**WHAT THIS TASK INVOLVES**.
Return each line below that contains the string "guitar". Case counts.

**THE INPUT**.
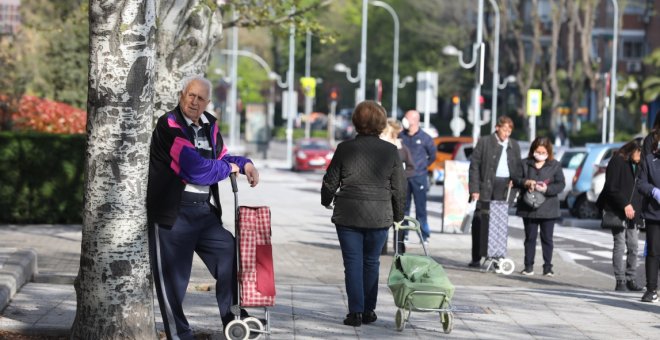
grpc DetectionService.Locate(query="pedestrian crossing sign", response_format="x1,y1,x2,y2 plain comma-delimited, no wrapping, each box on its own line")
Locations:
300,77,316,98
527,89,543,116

* * *

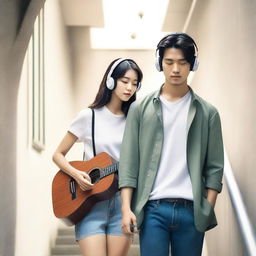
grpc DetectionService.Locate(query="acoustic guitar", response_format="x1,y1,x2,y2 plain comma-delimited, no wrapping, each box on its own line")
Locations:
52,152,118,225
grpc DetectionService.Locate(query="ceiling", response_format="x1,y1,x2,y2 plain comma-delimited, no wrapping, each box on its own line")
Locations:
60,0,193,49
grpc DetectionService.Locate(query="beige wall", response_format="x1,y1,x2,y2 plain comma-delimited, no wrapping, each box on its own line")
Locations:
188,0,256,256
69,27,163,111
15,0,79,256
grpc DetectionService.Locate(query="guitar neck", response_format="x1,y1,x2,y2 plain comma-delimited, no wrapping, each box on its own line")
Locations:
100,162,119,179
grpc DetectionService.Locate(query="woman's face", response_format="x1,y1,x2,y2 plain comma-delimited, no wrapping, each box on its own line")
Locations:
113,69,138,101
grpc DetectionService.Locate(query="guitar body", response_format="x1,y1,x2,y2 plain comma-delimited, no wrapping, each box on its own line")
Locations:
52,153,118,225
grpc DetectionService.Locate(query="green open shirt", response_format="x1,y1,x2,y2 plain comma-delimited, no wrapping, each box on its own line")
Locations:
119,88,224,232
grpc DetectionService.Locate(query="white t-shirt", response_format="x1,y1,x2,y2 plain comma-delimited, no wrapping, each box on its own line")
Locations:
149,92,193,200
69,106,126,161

**WRITTEN REPLY**.
grpc DetectionService.Locate(query="acoustic guitar", response_format="x1,y1,x2,y2 plain comma-delimited, no wrapping, each box on its own line")
grpc DetectionService.Locate(query="guitar neck", response_format="x1,y1,x2,y2 plain comma-delimited, no wrapping, each box on its own line")
grpc DetectionService.Locate(query="guitar body", response_format="x1,y1,x2,y2 plain comma-delimited, no wrapping, each box on its own line")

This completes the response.